§ **Textblock**:
━━━━━━

Unter anderem heißt es: öffentliche Verwaltung ist in zunehmendem Maße öffentliche Dienstleistung und Daseinsvorsorge; sie ist Teil und zugleich Motor öffentlicher Infrastruktur. Sie unterliegt einer immer stärkeren Verrechtlichung. Die Kenntnis von Vorschriften und Aufgaben, die durch Verlagerung von Kompetenzen auf die Europäische Gemeinschaft und auf zunehmend stärker einwirkendes EG-Recht, aber auch durch Fortentwicklung von Landes- und Bundesrecht zu erwarten sind.

Einige Absätze weiter:

Selbst bei Einhaltung strengster Wirtschaftlichkeit und Effizienz ist deshalb eine solche notwendige Stärkung der Verwaltungskraft auf Dauer nur zu erreichen und zu sichern über genügend große Einheiten. Dies bedeutet vor allem mehr Einwohner , wird aber auch mehr Fläche und größere Entfernungen zur Folge haben.

Im Ergebnis heißt es dann:

Ausschließlich unter verwaltungsökonomischen Gesichtspunkten im Spannungsfeld zwischen Ausstattung und hinreichender Auslastung sind Größenordnungen von 10.000 bis 12.000 Einwohnern ermittelt worden. Dabei wurde allerdings von einer voll ausgebildeten Verwaltungseinheit ausgegangen, wie sie das Land Sachsen-Anhalt anstrebt . Derartige Einheiten sind innerhalb der nach allgemeiner Erfahrung maximal zumutbaren Erreichbarkeit auf Gemeindeebene (15 km Radius) landesweit möglich. Möglich, meine Damen und Herren!

Eine gründliche Abwägung aller Kriterien ließ es die Arbeitsgruppe dann jedoch sinnvoll erscheinen, als untere wirtschaftliche und funktionale Größenordnung Einheiten von 5.000 Einwohnern zu akzeptieren. Tatsächlich haben wir in Sachsen-Anhalt übrigens 32 Verwaltungsgemeinschaften und sechs selbständige Gemeinden mit weniger als 5.000 Einwohnern.

ähnlich inkonsequent war man auch bei den Landkreisen. So heißt es im Leitbild von 1992: Eine Analyse des erforderlichen Personals in den Kreisverwaltungen hat ergeben, dass für die vielfältigen Fachaufgaben ein bestimmter Personalstamm unabhängig von der Einwohnergröße vorgehalten werden muss. Das bedeutet, dass größere Kreise tendenziell kostengünstiger arbeiten können. Die beobachteten Kostensprünge lassen eine Einwohnerzahl von 120.000 empfehlenswert erscheinen.

━━━━━━

§ **Ziel**: Gib den Abschnitt des Textblocks von „ähnlich inkonsequent war“ bis einschließlich „120.000 empfehlenswert erscheinen.“ erneut wieder. Ersetze darin „Personalstamm“ durch „Mitarbeiterstamm“.

§ **Angezeigte Informationen**:
━━━━━━

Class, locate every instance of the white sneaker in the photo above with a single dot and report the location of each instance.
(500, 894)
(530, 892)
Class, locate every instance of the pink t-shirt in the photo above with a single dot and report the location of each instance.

━━━━━━

§ **Antwort unten**:
ähnlich inkonsequent war man auch bei den Landkreisen. So heißt es im Leitbild von 1992: Eine Analyse des erforderlichen Personals in den Kreisverwaltungen hat ergeben, dass für die vielfältigen Fachaufgaben ein bestimmter Mitarbeiterstamm unabhängig von der Einwohnergröße vorgehalten werden muss. Das bedeutet, dass größere Kreise tendenziell kostengünstiger arbeiten können. Die beobachteten Kostensprünge lassen eine Einwohnerzahl von 120.000 empfehlenswert erscheinen.